### Task prompt
Return each line of the entries that mentions the word "clock".

[Referring expression data]
-- Opening Marker --
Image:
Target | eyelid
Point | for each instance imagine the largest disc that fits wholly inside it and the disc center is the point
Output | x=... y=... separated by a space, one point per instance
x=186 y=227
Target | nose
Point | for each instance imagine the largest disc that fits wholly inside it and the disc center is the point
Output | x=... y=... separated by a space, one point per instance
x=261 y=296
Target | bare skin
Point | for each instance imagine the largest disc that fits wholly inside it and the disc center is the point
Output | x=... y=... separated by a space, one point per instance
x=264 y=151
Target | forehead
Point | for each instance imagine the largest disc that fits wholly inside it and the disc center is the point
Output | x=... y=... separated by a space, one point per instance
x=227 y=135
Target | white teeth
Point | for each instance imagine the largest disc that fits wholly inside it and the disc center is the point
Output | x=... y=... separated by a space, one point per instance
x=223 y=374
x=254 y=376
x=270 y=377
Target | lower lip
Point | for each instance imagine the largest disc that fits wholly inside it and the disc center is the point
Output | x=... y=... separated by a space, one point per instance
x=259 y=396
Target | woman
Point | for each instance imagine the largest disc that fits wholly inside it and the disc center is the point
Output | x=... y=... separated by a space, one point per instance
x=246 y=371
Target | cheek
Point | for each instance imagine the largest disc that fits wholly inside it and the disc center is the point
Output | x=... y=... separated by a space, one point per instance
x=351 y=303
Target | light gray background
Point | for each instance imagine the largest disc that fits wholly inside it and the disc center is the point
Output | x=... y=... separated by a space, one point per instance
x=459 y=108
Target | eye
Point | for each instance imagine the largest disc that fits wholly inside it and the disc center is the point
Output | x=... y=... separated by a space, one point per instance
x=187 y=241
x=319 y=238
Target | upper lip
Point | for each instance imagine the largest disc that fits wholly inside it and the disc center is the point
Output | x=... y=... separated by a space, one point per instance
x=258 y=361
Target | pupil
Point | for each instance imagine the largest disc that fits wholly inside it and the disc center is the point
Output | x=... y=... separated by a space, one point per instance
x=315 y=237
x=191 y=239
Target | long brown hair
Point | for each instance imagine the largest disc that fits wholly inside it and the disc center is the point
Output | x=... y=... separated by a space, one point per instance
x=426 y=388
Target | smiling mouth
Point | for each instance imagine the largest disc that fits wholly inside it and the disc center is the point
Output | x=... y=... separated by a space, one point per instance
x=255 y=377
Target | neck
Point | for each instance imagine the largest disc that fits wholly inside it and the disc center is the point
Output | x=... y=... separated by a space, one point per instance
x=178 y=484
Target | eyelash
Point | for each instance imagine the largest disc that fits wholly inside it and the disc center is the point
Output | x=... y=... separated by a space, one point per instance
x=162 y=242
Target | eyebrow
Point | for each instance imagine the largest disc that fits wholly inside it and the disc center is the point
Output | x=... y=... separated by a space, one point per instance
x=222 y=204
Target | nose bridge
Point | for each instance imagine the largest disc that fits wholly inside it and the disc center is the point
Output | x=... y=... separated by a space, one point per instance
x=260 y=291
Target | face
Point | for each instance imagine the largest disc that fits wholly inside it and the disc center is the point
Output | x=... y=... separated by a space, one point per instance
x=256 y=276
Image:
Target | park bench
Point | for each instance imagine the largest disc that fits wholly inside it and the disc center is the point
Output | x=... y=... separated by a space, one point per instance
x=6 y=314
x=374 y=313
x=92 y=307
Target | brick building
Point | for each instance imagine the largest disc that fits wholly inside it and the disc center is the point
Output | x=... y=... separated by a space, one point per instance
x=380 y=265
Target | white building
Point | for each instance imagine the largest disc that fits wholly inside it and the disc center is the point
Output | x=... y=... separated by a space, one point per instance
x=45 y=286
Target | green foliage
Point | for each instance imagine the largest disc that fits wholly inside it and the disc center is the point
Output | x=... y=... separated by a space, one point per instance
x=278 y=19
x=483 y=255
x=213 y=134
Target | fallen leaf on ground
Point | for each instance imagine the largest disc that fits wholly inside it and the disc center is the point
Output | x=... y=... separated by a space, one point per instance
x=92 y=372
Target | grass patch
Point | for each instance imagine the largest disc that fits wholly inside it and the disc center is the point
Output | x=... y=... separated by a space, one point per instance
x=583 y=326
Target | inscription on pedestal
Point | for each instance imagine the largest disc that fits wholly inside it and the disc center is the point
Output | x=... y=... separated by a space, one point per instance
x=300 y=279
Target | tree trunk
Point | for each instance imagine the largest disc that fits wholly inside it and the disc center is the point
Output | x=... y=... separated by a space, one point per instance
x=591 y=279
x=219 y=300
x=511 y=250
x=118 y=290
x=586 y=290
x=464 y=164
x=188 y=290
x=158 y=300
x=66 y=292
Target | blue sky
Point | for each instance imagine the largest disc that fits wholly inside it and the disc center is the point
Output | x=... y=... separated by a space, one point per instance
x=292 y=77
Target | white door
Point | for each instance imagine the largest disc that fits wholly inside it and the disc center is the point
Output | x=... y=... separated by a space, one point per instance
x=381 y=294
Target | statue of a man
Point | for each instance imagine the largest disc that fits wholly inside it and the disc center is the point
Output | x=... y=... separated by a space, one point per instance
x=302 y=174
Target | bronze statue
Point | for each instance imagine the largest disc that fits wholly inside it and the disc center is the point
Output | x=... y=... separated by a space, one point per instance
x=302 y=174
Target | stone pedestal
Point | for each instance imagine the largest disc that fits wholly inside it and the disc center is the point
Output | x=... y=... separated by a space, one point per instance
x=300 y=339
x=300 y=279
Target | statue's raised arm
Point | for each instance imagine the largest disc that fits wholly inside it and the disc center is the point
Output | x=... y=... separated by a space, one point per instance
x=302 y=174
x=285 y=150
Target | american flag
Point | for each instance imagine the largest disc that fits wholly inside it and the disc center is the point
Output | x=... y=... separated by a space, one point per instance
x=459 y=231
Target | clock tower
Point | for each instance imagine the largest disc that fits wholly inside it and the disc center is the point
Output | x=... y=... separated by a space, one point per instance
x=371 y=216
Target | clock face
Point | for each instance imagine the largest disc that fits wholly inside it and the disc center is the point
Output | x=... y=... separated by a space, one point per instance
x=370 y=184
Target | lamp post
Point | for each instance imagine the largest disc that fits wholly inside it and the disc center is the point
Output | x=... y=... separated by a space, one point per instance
-- Closing Marker --
### Output of the exercise
Target | clock tower
Target | clock face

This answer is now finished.